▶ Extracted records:
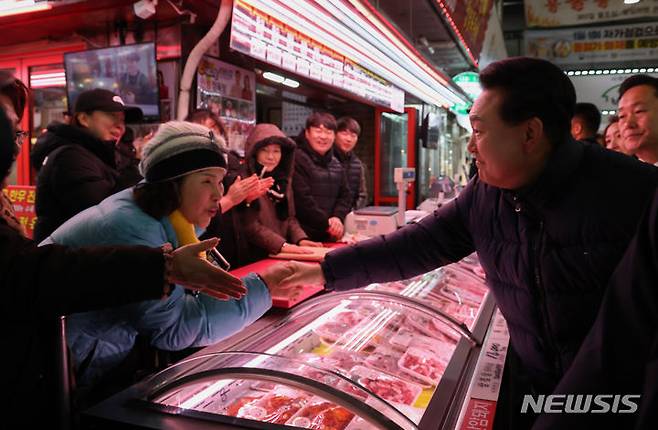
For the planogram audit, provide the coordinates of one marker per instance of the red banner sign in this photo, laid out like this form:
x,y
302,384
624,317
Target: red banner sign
x,y
22,197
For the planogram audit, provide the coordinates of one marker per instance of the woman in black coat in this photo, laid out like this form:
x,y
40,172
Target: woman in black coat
x,y
40,284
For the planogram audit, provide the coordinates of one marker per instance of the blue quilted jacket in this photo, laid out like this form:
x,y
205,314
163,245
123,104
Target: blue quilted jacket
x,y
102,339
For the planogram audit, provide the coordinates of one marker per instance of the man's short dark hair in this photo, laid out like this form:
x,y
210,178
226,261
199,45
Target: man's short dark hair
x,y
347,123
158,199
15,90
316,119
533,88
199,116
590,115
636,80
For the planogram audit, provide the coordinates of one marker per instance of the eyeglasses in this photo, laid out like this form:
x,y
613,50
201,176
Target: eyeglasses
x,y
20,136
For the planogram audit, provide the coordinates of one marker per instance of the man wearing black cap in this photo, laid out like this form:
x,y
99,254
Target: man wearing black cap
x,y
78,161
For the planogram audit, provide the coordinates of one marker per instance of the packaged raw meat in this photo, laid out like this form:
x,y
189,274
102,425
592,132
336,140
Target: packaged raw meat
x,y
432,328
233,409
392,287
386,359
337,329
276,407
263,386
424,364
345,360
386,386
461,294
320,414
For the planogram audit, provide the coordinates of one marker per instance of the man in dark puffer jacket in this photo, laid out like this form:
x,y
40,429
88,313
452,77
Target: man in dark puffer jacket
x,y
549,217
322,197
78,162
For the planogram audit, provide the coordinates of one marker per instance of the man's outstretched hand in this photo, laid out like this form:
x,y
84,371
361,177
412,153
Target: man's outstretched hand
x,y
196,273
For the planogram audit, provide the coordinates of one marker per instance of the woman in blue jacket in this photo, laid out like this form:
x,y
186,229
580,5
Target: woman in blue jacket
x,y
183,166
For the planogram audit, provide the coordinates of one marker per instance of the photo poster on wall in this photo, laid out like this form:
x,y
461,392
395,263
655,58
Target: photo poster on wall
x,y
229,92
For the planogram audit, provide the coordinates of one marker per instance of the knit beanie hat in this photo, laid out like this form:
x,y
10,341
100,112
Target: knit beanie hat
x,y
180,148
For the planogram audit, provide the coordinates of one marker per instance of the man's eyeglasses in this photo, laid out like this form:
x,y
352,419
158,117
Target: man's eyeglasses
x,y
20,137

▶ REQUIREMENTS:
Copy out the records verbatim, beginning at the line that contains "of the photo" and continuing through the end of the records.

▶ COMPLETED EXERCISE:
For the planogram audit, provide the coordinates of one marker per instance of the photo poster on wall in this photo, laid out like this form:
x,y
461,392
395,263
655,58
Target: photo poster on wall
x,y
229,92
For the planogram audit, provide the coordinates of one marker per instance of the knit beanie hat in this photo, laid out like this form:
x,y
10,341
100,112
Target: knit beanie hat
x,y
180,148
For the planogram audit, provide the coordinates of one marker per instance of the man's eyeglasses in this photo, laid out like this form:
x,y
352,419
158,117
Target: man's eyeglasses
x,y
20,137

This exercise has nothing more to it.